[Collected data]
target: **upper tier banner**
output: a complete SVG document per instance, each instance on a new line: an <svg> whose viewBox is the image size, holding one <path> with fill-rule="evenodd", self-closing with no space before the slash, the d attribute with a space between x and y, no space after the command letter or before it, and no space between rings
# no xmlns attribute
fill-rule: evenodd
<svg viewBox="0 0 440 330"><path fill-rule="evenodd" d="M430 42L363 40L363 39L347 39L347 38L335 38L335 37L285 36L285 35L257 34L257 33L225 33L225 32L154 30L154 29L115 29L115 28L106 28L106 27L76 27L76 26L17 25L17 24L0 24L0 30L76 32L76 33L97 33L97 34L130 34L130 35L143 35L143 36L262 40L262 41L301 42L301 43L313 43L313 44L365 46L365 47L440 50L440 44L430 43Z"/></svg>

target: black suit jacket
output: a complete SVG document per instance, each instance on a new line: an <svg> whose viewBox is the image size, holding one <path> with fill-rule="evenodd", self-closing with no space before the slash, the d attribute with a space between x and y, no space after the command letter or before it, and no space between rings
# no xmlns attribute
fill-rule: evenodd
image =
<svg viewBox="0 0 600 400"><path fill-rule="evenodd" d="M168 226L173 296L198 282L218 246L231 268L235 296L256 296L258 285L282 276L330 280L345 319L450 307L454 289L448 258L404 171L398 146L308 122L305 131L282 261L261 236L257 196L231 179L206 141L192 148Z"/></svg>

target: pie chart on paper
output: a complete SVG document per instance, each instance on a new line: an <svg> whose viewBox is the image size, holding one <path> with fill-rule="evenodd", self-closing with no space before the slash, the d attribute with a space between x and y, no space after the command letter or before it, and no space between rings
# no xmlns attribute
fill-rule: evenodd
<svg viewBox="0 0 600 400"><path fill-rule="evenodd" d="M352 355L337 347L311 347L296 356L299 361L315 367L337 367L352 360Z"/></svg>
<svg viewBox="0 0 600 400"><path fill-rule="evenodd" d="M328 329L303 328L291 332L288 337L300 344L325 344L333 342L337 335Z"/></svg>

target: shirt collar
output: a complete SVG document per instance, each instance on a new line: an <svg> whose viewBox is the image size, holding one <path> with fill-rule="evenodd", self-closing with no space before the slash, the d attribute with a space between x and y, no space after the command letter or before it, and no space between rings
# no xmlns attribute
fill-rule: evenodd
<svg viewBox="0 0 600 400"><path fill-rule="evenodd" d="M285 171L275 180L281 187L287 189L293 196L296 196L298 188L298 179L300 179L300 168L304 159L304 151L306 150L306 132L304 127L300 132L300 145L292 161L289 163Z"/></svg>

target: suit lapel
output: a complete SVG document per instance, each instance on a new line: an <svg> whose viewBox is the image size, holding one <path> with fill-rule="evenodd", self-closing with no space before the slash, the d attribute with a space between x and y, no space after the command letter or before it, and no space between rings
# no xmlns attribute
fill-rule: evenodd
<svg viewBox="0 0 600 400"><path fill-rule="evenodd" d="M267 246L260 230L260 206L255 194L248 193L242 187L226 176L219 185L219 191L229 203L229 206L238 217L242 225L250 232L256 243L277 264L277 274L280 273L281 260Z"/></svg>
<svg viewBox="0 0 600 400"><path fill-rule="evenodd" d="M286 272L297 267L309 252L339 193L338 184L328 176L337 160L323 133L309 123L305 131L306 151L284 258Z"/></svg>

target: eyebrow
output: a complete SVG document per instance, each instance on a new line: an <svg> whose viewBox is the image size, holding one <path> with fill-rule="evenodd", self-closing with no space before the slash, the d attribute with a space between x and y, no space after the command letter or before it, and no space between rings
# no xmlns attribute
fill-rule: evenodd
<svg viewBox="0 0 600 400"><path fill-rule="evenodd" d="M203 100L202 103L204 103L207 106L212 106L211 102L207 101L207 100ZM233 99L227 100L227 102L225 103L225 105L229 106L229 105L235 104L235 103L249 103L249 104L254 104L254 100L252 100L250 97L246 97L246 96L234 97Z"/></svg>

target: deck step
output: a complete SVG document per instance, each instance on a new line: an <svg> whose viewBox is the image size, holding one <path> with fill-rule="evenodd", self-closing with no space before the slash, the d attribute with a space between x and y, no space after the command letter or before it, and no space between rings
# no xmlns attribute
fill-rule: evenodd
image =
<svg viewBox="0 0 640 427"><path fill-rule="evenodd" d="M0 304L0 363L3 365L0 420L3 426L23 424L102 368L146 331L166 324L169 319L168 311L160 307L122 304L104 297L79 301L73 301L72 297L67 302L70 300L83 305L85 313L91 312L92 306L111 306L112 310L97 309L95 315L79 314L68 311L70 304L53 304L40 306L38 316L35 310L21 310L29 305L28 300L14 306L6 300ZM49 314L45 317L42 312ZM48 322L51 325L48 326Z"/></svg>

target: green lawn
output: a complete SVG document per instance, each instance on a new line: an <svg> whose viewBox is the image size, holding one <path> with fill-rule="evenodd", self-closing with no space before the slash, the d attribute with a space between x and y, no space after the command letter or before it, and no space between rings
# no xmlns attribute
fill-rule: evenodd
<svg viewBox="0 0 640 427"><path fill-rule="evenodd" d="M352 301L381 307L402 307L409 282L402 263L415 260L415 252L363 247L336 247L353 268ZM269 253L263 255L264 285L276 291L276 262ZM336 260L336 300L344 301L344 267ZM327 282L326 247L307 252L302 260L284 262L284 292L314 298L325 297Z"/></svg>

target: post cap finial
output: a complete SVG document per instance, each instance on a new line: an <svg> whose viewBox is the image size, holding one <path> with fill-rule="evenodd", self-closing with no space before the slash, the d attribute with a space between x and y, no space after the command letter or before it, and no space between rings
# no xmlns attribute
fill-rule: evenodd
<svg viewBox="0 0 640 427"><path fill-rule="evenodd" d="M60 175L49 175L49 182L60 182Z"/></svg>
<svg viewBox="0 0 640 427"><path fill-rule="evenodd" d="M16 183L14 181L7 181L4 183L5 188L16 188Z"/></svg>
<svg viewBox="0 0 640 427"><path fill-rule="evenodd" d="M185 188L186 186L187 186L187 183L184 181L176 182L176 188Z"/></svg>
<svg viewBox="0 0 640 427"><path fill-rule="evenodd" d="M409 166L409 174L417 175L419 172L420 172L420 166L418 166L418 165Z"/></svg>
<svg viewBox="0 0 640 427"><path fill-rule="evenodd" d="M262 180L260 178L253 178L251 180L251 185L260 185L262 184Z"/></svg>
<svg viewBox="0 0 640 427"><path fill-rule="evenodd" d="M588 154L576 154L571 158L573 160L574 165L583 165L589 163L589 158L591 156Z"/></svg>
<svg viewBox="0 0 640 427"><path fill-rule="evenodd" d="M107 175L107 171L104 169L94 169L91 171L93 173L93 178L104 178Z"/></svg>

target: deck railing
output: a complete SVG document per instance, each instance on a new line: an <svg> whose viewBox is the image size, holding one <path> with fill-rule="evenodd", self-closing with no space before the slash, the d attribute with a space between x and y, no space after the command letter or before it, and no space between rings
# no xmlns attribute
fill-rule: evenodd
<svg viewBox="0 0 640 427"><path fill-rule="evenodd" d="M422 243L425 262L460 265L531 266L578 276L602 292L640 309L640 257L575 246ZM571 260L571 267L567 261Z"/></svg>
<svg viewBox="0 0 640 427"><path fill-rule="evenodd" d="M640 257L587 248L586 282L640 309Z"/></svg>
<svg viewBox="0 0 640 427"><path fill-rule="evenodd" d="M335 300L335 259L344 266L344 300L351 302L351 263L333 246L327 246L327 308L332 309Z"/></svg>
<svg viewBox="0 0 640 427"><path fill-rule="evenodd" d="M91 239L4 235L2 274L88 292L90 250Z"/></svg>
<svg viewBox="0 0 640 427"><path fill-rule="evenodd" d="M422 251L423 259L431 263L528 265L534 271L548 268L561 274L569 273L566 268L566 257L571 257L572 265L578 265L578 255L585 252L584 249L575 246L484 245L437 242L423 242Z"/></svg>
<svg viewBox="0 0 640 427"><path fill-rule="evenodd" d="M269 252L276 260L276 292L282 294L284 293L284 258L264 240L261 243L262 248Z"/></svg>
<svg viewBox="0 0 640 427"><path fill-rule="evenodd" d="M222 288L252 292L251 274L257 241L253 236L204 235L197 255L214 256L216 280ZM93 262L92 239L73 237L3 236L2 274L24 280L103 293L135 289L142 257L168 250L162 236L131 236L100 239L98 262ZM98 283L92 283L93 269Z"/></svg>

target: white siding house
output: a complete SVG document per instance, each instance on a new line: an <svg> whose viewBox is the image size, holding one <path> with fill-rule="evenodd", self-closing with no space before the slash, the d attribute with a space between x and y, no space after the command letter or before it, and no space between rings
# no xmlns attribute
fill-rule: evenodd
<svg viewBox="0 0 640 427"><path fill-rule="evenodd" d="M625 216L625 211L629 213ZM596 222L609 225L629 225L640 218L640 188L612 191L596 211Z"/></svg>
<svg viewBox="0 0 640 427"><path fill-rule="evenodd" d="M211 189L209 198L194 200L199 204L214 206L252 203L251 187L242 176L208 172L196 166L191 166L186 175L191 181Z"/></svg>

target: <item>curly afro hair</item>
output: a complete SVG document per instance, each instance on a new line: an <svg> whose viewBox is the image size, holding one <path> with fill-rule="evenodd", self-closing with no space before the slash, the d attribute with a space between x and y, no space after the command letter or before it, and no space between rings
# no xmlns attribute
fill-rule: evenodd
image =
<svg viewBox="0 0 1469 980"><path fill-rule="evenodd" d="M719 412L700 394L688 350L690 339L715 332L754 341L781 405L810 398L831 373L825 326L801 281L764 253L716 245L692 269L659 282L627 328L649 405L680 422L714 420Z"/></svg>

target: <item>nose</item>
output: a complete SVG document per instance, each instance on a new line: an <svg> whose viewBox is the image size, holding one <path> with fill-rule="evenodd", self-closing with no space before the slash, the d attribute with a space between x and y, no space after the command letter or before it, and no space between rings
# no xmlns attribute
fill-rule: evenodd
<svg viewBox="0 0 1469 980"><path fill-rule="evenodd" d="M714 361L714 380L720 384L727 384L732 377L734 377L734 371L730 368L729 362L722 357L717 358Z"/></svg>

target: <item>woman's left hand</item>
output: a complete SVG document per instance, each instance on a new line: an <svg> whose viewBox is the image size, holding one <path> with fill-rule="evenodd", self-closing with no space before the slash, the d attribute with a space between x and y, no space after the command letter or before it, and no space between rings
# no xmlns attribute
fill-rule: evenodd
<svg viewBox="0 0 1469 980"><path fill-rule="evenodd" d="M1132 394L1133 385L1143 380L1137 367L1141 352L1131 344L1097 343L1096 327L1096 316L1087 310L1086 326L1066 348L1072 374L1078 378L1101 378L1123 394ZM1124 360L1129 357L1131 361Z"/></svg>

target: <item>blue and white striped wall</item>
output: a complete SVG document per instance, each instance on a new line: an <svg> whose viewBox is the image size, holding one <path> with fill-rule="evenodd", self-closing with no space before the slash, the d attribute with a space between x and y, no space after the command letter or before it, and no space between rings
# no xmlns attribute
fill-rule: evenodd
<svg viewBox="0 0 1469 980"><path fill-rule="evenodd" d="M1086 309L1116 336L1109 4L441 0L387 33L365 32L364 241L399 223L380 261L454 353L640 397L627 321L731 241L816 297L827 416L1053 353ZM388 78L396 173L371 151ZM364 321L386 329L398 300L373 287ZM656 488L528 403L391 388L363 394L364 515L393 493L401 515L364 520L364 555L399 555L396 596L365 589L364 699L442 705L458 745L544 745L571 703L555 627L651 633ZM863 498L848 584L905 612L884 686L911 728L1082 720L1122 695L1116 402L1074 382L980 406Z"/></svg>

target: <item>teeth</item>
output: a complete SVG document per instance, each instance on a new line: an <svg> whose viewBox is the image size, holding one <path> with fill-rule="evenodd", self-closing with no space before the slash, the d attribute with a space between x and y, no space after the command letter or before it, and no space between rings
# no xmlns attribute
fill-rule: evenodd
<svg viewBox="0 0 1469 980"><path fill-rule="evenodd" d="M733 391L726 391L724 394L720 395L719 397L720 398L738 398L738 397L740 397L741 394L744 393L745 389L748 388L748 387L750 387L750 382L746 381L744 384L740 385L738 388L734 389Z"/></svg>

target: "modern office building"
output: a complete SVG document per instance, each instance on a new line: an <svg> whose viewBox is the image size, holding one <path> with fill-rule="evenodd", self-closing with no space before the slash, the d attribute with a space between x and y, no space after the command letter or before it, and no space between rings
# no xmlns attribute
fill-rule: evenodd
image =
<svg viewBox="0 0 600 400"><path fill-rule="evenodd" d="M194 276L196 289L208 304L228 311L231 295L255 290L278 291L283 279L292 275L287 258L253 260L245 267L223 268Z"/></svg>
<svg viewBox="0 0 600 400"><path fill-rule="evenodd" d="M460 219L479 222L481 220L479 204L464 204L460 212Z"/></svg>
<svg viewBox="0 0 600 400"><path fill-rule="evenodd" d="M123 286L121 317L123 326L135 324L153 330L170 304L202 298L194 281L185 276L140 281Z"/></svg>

## What is needed
Look through the entries above, and wherever a line holds the string "deck", copy it.

## Written answer
target: deck step
target: deck railing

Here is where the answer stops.